### [TASK PROMPT]
In the material below, the lines containing the word "white" are required; copy each of them.

(Beginning of SUPPLIED MATERIAL)

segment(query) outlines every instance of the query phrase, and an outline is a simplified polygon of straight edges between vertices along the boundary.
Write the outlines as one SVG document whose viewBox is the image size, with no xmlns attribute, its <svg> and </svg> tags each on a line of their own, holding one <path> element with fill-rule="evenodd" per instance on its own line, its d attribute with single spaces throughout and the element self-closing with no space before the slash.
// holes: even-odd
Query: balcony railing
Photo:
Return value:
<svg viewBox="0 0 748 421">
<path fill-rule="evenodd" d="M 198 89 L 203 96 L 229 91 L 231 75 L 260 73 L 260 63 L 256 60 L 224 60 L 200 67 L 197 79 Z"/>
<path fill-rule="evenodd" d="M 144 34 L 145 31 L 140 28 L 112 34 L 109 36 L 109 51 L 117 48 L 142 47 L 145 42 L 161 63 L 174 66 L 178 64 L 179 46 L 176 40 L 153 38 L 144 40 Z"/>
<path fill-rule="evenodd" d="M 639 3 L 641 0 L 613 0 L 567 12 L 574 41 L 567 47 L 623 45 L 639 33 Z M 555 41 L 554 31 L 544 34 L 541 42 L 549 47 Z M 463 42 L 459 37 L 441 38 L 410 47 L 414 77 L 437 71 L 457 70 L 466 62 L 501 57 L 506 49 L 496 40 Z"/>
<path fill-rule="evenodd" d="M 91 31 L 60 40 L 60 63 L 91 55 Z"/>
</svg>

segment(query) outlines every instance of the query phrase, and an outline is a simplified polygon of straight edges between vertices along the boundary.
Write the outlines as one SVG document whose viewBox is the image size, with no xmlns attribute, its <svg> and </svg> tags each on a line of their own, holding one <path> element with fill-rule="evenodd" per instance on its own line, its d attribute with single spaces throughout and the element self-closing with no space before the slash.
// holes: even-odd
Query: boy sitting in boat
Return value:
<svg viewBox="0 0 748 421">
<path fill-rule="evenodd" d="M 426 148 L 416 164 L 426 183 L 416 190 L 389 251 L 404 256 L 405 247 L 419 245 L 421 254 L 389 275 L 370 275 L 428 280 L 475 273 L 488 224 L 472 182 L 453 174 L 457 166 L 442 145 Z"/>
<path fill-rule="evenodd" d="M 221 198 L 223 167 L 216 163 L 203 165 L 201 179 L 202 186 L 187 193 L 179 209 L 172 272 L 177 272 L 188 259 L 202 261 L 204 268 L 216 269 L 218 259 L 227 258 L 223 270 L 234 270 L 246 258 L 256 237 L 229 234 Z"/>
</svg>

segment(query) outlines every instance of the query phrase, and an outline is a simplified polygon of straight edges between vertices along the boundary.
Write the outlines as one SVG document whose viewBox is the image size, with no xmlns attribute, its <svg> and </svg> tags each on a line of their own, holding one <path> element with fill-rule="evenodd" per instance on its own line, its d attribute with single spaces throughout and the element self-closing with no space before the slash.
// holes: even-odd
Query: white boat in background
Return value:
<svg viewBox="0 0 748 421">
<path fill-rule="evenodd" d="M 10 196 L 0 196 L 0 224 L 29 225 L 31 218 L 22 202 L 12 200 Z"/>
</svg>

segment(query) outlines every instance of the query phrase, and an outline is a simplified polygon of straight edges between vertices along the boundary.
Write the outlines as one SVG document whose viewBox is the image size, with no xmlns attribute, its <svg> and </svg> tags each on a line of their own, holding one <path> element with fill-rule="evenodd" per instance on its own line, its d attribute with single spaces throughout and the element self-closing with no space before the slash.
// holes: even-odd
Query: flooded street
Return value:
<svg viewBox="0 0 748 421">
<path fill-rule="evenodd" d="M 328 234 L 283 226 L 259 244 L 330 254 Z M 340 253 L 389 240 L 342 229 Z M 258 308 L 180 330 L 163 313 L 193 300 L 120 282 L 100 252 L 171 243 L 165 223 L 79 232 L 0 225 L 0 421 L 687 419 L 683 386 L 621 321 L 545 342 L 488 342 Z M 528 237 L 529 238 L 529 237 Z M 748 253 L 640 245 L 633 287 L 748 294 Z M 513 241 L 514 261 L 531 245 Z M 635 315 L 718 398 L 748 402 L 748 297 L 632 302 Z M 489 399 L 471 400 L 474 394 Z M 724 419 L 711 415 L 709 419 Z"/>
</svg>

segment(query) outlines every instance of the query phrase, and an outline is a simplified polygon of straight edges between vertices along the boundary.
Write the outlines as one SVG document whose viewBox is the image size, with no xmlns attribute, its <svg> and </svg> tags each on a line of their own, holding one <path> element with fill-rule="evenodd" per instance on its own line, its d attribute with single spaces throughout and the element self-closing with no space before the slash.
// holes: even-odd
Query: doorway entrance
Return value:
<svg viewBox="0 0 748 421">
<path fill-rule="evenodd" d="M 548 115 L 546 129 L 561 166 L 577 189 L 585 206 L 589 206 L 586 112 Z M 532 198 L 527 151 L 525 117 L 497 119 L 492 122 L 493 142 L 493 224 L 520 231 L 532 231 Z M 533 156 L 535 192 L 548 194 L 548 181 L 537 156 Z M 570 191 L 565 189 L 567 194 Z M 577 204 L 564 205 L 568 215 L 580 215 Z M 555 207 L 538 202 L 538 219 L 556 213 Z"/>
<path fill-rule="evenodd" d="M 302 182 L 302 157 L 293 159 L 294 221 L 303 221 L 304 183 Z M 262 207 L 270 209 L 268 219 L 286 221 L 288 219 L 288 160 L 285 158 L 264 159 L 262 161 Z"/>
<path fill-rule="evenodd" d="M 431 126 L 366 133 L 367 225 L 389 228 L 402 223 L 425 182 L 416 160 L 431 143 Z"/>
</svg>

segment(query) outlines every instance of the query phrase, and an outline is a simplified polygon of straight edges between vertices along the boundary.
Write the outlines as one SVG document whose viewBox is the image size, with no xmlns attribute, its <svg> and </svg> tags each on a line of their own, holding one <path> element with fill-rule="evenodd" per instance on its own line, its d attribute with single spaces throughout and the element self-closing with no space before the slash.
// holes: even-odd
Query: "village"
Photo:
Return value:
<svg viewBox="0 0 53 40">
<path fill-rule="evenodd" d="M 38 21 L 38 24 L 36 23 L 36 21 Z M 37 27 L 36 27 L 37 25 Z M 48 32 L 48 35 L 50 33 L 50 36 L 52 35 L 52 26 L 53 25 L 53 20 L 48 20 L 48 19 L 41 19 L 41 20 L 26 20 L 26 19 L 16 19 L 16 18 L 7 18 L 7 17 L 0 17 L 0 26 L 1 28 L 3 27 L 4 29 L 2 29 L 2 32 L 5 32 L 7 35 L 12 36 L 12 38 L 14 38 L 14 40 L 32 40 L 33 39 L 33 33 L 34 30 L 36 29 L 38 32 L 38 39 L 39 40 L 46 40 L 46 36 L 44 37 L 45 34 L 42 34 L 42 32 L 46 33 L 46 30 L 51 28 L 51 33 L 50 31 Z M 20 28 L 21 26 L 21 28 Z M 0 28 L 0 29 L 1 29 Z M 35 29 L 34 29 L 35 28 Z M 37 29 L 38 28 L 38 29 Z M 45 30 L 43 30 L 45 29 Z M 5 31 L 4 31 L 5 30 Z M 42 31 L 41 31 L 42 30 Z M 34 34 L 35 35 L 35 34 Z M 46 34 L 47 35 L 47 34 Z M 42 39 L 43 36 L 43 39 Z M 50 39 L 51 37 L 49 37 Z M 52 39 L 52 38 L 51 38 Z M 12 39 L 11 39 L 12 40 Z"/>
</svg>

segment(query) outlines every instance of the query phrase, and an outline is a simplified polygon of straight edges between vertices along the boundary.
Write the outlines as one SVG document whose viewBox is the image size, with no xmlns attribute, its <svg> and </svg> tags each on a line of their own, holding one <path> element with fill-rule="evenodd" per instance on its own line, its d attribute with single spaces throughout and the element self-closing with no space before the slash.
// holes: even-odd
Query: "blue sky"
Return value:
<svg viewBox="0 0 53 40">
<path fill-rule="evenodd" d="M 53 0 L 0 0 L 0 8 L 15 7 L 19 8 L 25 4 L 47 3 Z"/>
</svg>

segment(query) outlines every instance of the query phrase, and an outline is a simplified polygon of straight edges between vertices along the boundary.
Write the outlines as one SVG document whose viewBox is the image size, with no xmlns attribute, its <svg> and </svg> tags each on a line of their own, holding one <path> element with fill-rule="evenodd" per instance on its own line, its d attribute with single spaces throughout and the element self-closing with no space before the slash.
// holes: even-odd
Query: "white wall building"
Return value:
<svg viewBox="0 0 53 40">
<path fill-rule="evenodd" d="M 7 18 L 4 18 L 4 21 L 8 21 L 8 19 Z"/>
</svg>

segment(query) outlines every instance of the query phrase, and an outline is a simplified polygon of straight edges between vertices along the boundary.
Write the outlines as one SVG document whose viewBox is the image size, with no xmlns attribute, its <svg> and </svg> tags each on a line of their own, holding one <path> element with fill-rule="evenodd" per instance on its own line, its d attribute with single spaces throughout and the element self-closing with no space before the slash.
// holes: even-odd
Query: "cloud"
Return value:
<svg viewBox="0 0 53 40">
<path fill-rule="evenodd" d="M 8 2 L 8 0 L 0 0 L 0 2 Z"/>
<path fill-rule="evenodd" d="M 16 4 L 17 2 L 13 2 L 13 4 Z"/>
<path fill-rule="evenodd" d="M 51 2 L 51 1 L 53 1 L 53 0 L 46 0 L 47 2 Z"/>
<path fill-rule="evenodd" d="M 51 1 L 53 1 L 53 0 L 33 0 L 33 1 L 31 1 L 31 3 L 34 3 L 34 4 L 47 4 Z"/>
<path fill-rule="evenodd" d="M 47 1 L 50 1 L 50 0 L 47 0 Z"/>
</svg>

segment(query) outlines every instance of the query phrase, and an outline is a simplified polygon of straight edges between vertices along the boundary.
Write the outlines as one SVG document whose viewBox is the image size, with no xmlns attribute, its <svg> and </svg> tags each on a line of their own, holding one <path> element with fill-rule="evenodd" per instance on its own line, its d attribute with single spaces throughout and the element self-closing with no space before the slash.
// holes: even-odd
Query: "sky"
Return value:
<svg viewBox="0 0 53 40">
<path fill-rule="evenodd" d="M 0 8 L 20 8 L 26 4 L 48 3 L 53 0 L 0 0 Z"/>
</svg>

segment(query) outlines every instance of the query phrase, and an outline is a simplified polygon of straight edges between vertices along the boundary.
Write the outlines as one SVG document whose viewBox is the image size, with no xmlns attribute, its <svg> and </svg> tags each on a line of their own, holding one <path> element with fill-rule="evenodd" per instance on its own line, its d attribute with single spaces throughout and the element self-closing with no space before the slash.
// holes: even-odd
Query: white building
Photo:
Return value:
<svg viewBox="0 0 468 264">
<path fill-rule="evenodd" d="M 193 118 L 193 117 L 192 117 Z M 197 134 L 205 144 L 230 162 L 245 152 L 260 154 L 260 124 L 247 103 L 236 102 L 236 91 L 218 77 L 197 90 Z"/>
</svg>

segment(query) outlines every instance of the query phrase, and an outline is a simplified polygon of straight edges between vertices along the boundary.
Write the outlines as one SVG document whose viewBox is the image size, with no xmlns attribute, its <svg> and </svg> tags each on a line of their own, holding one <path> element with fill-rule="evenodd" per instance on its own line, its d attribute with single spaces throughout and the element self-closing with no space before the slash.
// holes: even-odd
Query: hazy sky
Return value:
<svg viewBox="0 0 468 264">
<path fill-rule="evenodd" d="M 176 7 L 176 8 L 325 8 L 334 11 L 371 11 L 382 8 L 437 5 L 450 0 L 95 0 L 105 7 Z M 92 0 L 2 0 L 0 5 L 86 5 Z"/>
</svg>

(End of SUPPLIED MATERIAL)

### [YOUR SOLUTION]
Query: white boat in background
Query: "white wall building"
Query: white building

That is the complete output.